WHAT TO DO
Print the line that contains "Query: door vent" and every line after it through the last line of the records below, exactly as written and nothing else.

** START OF MATERIALS PROVIDED **

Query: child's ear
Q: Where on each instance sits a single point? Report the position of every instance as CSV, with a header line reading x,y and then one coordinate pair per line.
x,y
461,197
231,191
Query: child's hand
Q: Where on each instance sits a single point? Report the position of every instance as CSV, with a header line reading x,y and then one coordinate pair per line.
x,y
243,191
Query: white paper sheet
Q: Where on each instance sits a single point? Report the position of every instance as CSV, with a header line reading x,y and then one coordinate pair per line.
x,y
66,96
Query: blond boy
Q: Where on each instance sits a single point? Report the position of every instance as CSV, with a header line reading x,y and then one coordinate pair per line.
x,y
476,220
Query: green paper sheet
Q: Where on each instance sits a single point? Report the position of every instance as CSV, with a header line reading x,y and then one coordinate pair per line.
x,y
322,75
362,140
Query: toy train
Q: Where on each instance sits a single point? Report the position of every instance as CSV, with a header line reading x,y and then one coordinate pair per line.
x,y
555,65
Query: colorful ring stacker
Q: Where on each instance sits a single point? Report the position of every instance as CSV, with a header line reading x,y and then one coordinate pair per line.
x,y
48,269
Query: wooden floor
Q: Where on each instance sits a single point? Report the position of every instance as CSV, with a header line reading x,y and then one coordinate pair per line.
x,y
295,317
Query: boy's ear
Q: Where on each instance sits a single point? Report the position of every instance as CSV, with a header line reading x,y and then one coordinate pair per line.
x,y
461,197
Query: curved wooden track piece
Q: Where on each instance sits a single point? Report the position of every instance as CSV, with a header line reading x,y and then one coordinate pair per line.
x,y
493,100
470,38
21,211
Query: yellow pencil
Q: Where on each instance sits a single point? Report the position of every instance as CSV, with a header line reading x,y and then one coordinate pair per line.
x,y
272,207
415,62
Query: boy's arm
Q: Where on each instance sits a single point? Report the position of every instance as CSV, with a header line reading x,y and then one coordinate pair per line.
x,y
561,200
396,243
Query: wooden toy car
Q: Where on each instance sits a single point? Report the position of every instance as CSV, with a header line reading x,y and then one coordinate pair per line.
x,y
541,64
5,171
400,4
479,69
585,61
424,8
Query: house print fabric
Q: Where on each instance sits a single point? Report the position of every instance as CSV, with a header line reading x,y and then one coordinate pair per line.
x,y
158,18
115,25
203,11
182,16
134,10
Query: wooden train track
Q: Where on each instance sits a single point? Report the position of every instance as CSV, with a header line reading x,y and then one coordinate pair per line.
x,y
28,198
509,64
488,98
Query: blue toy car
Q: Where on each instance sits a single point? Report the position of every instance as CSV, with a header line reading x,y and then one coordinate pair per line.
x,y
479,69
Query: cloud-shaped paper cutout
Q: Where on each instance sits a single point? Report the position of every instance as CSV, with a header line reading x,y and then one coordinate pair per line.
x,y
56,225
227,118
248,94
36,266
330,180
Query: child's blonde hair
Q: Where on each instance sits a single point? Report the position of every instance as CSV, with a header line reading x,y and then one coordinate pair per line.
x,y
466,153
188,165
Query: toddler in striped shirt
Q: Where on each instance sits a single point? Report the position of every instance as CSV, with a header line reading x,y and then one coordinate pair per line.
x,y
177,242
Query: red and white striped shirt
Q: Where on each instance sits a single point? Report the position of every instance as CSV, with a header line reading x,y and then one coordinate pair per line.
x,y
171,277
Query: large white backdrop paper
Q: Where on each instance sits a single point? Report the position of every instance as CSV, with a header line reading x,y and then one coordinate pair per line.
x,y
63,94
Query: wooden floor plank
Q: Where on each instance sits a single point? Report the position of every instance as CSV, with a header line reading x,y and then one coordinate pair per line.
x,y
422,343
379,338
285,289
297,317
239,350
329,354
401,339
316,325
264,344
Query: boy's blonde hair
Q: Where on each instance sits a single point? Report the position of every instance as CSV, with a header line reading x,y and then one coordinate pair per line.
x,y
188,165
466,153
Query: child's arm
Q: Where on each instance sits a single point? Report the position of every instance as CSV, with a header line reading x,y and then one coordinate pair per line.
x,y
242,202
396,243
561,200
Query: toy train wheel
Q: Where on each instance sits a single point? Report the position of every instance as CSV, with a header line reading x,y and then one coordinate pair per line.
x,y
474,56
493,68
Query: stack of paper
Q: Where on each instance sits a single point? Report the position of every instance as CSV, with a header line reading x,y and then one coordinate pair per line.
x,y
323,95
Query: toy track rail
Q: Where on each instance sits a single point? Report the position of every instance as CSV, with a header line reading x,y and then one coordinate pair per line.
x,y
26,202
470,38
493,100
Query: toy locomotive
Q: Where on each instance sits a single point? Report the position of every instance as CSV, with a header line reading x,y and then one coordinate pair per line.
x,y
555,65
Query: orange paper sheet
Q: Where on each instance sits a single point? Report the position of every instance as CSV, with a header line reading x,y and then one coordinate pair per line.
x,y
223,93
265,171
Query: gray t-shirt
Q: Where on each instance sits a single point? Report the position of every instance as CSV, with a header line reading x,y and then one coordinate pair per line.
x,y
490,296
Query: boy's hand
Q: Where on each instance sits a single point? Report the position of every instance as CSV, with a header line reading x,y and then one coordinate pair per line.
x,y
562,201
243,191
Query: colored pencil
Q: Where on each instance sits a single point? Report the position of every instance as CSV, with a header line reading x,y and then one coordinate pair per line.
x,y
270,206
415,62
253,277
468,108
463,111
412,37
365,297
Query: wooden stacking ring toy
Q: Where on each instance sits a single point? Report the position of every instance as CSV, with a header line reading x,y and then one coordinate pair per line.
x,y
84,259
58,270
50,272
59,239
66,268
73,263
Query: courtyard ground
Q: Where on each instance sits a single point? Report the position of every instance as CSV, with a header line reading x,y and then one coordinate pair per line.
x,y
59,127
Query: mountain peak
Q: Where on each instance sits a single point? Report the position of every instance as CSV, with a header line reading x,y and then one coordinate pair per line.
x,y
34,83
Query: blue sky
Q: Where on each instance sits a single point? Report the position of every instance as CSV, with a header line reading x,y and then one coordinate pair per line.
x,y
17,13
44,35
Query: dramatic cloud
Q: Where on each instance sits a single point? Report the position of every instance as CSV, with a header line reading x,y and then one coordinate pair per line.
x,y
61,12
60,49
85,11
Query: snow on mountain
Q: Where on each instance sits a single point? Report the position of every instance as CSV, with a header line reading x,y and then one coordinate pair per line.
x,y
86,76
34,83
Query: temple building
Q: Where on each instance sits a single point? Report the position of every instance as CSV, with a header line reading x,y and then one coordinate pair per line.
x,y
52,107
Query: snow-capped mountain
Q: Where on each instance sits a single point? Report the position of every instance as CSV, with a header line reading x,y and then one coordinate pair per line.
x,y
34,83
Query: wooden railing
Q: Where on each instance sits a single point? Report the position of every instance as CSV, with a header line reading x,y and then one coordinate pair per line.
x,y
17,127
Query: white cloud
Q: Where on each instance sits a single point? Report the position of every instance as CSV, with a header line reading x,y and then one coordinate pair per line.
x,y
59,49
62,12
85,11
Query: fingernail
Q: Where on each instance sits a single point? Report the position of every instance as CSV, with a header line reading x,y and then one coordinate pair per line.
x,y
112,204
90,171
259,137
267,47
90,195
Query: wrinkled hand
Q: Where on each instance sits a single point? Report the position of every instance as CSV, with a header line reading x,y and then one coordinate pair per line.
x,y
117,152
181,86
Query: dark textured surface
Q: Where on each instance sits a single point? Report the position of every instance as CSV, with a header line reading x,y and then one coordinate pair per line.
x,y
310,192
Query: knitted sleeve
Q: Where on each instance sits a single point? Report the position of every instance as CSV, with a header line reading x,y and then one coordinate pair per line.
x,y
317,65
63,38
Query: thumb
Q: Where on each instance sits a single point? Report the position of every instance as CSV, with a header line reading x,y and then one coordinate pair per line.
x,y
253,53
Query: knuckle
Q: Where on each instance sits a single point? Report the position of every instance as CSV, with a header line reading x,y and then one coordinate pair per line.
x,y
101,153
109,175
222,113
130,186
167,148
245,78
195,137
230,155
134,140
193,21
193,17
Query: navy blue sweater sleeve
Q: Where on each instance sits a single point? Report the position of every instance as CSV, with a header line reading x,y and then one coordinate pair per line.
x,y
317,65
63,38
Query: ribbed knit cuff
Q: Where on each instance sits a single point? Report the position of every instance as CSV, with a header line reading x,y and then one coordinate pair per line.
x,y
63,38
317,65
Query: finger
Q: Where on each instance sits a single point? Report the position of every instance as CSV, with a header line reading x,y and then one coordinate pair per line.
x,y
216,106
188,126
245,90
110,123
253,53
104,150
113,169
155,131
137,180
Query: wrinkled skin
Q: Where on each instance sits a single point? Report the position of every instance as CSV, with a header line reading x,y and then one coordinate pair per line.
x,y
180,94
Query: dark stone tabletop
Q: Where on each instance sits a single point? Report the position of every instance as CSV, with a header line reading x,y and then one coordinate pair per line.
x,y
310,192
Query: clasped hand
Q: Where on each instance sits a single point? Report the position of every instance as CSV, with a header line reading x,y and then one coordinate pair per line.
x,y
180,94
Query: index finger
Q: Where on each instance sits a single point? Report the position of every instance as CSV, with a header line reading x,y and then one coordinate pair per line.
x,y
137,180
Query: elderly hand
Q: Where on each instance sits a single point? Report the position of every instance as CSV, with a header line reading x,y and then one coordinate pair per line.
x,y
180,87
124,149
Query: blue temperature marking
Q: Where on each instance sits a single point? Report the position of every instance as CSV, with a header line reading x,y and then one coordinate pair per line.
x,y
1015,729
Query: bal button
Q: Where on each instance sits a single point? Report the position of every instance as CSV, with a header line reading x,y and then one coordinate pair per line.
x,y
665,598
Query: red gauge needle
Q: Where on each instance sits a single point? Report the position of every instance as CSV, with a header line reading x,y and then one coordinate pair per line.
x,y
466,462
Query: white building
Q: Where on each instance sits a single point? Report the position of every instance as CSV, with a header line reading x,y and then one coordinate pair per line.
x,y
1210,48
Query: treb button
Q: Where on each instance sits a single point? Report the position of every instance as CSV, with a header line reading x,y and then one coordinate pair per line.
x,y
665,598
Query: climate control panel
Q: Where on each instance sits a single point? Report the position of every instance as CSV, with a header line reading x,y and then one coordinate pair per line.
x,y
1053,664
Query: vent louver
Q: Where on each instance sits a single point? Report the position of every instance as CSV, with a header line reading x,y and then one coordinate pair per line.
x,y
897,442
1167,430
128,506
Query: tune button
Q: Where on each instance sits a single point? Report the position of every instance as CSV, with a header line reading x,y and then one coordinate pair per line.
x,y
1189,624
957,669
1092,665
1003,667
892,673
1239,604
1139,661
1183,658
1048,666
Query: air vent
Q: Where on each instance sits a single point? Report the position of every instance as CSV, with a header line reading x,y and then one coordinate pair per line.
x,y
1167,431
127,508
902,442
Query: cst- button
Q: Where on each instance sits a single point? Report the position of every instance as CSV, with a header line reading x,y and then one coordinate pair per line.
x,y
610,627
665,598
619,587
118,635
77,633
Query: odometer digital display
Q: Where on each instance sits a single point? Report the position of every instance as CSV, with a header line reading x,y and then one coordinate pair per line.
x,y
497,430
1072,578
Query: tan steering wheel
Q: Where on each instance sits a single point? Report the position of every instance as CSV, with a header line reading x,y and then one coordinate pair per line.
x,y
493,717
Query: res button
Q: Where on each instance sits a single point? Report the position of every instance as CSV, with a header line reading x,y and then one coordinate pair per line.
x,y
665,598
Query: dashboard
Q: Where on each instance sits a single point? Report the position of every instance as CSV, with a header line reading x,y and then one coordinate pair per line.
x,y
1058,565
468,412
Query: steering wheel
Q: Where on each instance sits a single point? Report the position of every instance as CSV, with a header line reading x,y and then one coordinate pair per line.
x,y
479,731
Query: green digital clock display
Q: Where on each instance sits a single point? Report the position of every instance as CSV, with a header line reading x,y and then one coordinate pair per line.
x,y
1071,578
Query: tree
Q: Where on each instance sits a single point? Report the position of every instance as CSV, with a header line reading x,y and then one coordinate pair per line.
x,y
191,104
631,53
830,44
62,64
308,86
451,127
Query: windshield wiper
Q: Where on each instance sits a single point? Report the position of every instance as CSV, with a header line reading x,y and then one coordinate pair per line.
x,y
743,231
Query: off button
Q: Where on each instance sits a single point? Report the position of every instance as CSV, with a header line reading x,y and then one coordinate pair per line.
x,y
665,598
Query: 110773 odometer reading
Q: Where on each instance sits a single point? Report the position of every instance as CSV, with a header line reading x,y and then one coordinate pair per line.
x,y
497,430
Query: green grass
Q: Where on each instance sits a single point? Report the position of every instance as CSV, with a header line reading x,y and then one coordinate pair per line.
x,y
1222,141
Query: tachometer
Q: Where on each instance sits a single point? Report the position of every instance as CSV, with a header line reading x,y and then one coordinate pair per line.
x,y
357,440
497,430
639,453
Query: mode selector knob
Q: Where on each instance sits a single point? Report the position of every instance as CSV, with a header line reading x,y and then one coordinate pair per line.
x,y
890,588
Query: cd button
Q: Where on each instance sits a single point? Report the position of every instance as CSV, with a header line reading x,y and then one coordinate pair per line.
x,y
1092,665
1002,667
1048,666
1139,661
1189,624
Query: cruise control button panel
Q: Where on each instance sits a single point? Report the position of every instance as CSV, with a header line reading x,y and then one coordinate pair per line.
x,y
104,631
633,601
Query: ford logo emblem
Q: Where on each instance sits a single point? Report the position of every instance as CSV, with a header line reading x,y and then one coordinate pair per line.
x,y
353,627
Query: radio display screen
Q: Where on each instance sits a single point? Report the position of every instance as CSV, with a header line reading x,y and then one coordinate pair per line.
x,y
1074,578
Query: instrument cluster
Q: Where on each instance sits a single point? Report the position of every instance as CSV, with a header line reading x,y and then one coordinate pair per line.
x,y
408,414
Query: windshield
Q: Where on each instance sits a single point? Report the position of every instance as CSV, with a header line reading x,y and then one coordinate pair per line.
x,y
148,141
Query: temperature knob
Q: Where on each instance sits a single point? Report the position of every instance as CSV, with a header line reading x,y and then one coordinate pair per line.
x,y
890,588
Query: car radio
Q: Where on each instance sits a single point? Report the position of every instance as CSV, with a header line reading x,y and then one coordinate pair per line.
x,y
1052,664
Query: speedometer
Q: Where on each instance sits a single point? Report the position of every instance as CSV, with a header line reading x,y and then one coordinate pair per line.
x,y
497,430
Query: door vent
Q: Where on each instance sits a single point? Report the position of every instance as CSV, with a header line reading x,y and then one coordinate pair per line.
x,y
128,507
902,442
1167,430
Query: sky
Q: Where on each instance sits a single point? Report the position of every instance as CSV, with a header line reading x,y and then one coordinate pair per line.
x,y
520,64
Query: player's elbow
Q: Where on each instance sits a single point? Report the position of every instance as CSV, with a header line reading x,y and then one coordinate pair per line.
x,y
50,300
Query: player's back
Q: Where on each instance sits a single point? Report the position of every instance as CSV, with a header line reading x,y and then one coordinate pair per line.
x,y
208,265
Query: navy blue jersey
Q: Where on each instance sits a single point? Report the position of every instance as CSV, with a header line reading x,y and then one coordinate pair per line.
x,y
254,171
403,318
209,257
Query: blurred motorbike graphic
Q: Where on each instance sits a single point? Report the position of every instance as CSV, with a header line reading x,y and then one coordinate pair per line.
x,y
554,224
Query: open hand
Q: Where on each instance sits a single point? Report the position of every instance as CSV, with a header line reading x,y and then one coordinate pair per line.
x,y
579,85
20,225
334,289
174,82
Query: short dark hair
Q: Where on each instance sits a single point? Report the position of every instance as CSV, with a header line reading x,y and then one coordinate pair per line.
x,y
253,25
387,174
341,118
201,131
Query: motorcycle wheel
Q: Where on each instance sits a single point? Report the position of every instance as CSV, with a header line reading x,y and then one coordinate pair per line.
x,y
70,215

** END OF MATERIALS PROVIDED **

CORRECT RESPONSE
Query: door vent
Q: Where on each instance sits a single point? Report the position of every instance as CSV, with a header line reading x,y and then one coordinate pair per line.
x,y
128,507
902,442
1167,430
Query: sky
Q: Where on each instance sits a single point? Report the position of every instance as CSV, with a header line reading x,y and then one coordinate pair per line.
x,y
520,64
Query: player's elbow
Q: Where on each instance sits a single point? Report the position of every instance as CSV, with a header line reading x,y and then one coordinate pair per line.
x,y
50,300
Query: player's back
Q: Where on each instance sits a single point? Report the position of every instance as CSV, with a header line reading x,y and then one coordinate pair per line.
x,y
208,265
Query: navy blue jersey
Q: Where on each instance sits a single point? Report the position of every instance as CSV, with a header line reading x,y and then one coordinate pair per line.
x,y
254,171
403,318
209,257
Query: blurred motorbike graphic
Q: Where on each instance sits a single point? Report the position of every instance as CSV, with a header line reading x,y and then one coordinate pair per line.
x,y
554,224
Query: open hand
Q: Where on each instance sits a single point? Report the position of every instance as CSV, with a header line reading x,y and then one coordinate pair per line.
x,y
579,85
20,225
334,289
174,82
Query: short dark hair
Q: Where on each instance sits a single point? Report the position of every instance as CSV, with a header line reading x,y and then one coordinate pair per line.
x,y
253,25
387,174
341,118
201,131
Query: motorcycle wheel
Q: Where on each instance sits a single point? Report the position of every instance as CSV, with a header line reading x,y and then one coordinate pair per line.
x,y
70,215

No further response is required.